Given records:
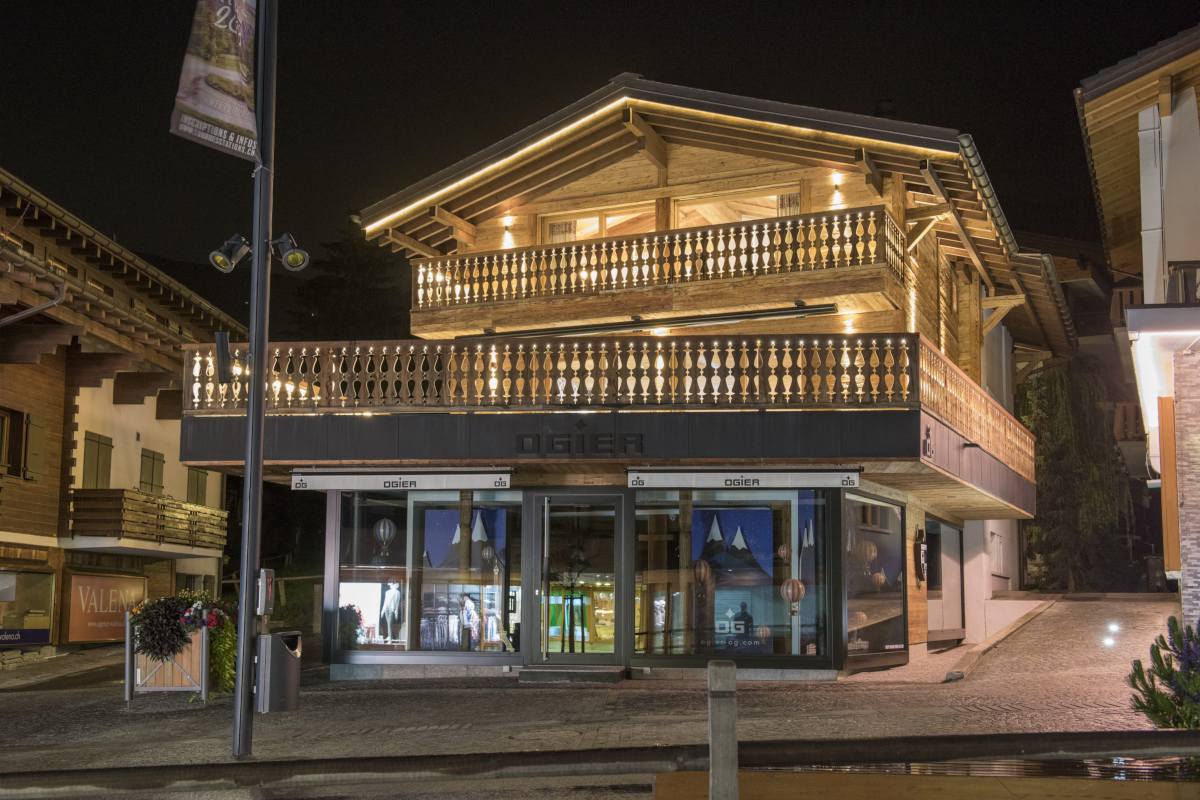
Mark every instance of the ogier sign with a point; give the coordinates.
(97, 606)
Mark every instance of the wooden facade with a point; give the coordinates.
(79, 312)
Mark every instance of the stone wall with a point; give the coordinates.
(1187, 455)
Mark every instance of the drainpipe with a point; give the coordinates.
(34, 310)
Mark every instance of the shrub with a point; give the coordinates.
(1169, 692)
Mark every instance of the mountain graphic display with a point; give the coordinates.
(737, 561)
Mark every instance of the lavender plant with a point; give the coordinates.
(1169, 692)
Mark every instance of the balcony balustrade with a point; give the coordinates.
(786, 372)
(127, 513)
(828, 240)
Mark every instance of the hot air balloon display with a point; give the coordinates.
(792, 590)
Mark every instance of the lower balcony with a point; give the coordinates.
(126, 521)
(891, 403)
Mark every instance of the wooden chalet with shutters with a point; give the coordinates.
(93, 493)
(663, 277)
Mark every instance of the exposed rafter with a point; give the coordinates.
(1000, 305)
(400, 240)
(871, 175)
(463, 230)
(653, 145)
(940, 193)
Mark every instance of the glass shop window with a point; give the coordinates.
(27, 600)
(874, 565)
(731, 572)
(598, 224)
(430, 571)
(736, 208)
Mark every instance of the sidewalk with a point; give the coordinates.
(1055, 674)
(29, 675)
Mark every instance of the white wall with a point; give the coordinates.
(983, 573)
(131, 428)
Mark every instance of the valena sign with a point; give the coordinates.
(742, 480)
(400, 481)
(97, 605)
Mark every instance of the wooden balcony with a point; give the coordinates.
(159, 521)
(826, 372)
(852, 257)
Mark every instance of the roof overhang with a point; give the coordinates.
(935, 163)
(1156, 335)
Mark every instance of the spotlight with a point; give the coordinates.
(294, 257)
(226, 257)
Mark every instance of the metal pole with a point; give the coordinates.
(259, 294)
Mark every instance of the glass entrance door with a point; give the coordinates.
(579, 537)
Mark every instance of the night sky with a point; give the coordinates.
(377, 95)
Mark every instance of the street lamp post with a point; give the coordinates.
(259, 306)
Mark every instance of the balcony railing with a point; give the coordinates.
(129, 513)
(837, 371)
(813, 241)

Aim of the task: Put the material above into a numbered list with one line per entry, omitting any blank lines and leaving out the pictures.

Problem solution:
1. Mark every instance of the ogier sign with a point; give the coordinates.
2. (97, 606)
3. Mark every instance of the wooden facade with a point; give the coordinates.
4. (79, 312)
5. Mark every instance of the stone wall with a point; give the coordinates.
6. (1187, 455)
7. Mark every instance of the drainpipe with a point; give the coordinates.
8. (34, 310)
9. Mark every instance of the shrub with a point; give the coordinates.
10. (1169, 692)
11. Mark every instance of the mountain graphic display with a point; give the coordinates.
12. (737, 561)
13. Mark every instance of the lavender plant with a point; give the coordinates.
14. (1169, 692)
15. Mark every instance of the balcony balustrade with a point; give the coordinates.
16. (786, 372)
17. (127, 513)
18. (828, 240)
19. Mark every instance of the hot air balloon display with a point; give the coordinates.
20. (792, 590)
21. Mark every instance of the lower balcony with a point; give the coordinates.
22. (126, 521)
23. (891, 403)
24. Mark every instance of the wooden chalet with shutters with a point; give the coordinates.
25. (93, 493)
26. (663, 277)
27. Mark every instance of the exposed rafter with a point; give the coordinates.
28. (1000, 305)
29. (400, 240)
30. (871, 175)
31. (463, 230)
32. (653, 145)
33. (940, 193)
34. Mark every instance of the glass shop window with a point; give the coordinates.
35. (27, 600)
36. (874, 565)
37. (731, 572)
38. (598, 224)
39. (430, 571)
40. (736, 208)
41. Mark every instance of the sidewalk with a point; give the coordinates.
42. (1055, 674)
43. (29, 675)
44. Mark every instance of the white wall with a point; give the coordinates.
45. (983, 573)
46. (131, 428)
47. Mark every instance of the valena sign with a point; give the coordinates.
48. (742, 480)
49. (400, 481)
50. (97, 605)
51. Mark every instance of the wooden balcony with a point; give the coordinates.
52. (159, 521)
53. (826, 372)
54. (852, 257)
55. Mark every instance of the roof overhang with a point; give the coordinates.
56. (935, 163)
57. (1156, 335)
58. Mark every instance of the spotlight with a point; give the coordinates.
59. (294, 257)
60. (226, 257)
61. Mark every instance of the metal pole with a point; give the coordinates.
62. (259, 294)
63. Mark every instance of the glass entrance door with a point; give the coordinates.
64. (579, 537)
65. Mark every instance of the night sky with a point; give the coordinates.
66. (377, 95)
67. Mark every instance of the street lamp post with a point; give the coordinates.
68. (259, 306)
69. Mark every instance of the balcony railing with a point; give the coordinates.
70. (129, 513)
71. (837, 371)
72. (813, 241)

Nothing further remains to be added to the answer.